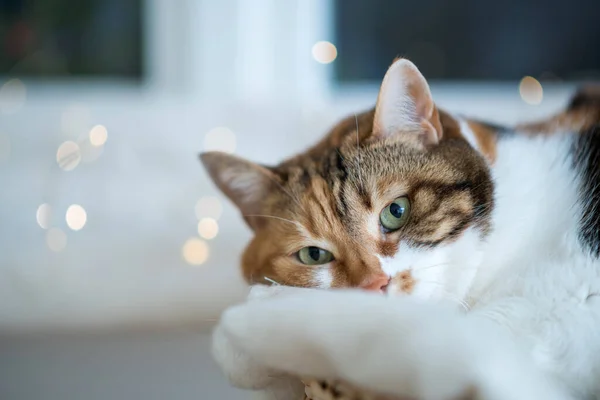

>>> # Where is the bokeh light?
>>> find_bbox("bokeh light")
[198,218,219,240]
[0,133,10,163]
[311,41,337,64]
[182,238,209,265]
[79,135,104,163]
[46,228,67,252]
[36,203,52,229]
[0,78,27,114]
[89,124,108,146]
[66,204,87,231]
[519,76,543,105]
[56,141,81,171]
[204,127,236,154]
[195,196,223,220]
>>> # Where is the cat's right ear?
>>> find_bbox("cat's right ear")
[200,152,276,230]
[372,58,443,146]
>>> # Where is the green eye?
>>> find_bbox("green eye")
[380,197,411,232]
[297,246,334,265]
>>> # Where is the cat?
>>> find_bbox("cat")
[202,58,600,399]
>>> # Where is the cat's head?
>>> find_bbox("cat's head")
[201,59,494,302]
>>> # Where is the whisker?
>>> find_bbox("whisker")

**********

- **Task to complete**: Omit every image. Quote each record exactly.

- **Output of the exercise**:
>>> # Where is the bokeh light?
>>> find_bbox("bokeh light")
[198,218,219,240]
[0,133,10,163]
[311,41,337,64]
[182,238,209,265]
[79,135,104,163]
[46,228,67,252]
[36,203,52,229]
[0,78,27,114]
[89,124,108,146]
[66,204,87,231]
[519,76,543,105]
[56,141,81,171]
[204,127,236,154]
[195,196,223,220]
>>> # Where is the cat's right ear?
>>> find_bbox("cat's right ear")
[200,152,276,230]
[372,58,443,146]
>>> # Where is the green eye?
>>> find_bbox("green eye")
[380,197,411,232]
[297,246,334,265]
>>> # Where is the cat?
>>> find_bbox("cat")
[202,58,600,399]
>>> # Where is the cat's head?
>>> find_bbox("cat's head")
[201,59,494,302]
>>> # Where is the whisker?
>>> find_bbox("whisker")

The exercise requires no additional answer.